## Exercise prompt
Identify each line in the data below that contains the word "wooden". Copy those lines in full.

[Stored data]
# # #
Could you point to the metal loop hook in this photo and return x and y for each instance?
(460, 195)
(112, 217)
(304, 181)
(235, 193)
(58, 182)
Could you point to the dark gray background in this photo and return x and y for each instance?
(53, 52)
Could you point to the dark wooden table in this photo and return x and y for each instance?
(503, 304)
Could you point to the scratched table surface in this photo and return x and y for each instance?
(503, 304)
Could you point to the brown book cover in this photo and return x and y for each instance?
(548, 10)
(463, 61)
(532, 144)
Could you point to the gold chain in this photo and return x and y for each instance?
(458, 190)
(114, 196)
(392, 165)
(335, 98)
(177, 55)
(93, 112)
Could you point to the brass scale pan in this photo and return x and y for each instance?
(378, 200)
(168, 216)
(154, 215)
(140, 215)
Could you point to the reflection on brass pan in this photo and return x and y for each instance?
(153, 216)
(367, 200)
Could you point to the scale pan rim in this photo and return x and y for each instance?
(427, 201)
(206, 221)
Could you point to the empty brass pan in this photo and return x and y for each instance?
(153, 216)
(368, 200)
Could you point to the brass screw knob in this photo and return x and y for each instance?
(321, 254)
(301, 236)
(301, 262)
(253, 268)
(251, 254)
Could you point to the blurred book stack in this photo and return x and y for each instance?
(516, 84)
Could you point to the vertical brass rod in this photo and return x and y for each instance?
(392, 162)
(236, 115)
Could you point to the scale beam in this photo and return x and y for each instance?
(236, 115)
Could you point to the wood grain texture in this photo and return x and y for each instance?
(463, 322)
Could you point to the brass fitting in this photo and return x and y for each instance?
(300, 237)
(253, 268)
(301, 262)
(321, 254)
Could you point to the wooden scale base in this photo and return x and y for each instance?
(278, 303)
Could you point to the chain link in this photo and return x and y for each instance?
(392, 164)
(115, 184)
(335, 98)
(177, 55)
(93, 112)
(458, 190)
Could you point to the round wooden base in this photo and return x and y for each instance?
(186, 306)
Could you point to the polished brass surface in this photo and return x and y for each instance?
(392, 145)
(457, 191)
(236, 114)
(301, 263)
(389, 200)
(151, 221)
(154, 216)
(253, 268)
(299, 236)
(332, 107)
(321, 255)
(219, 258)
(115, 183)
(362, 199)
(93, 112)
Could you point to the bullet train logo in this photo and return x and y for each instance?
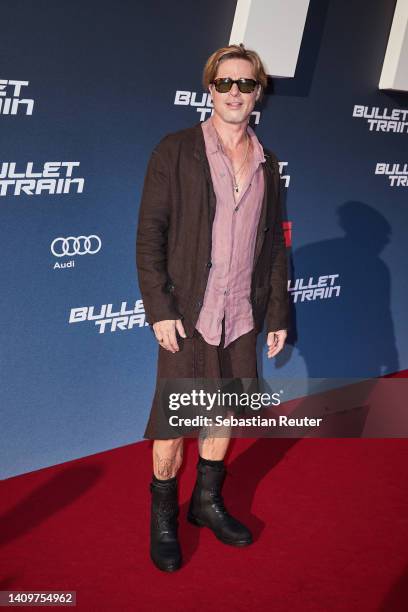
# # #
## Response
Could you point to the dark wooden table in this photo and return x and y for each instance?
Could you point to the wooden scale base in this photo and return x and y for each instance?
Could you point to the round wooden base in this photo and return x and y for each instance?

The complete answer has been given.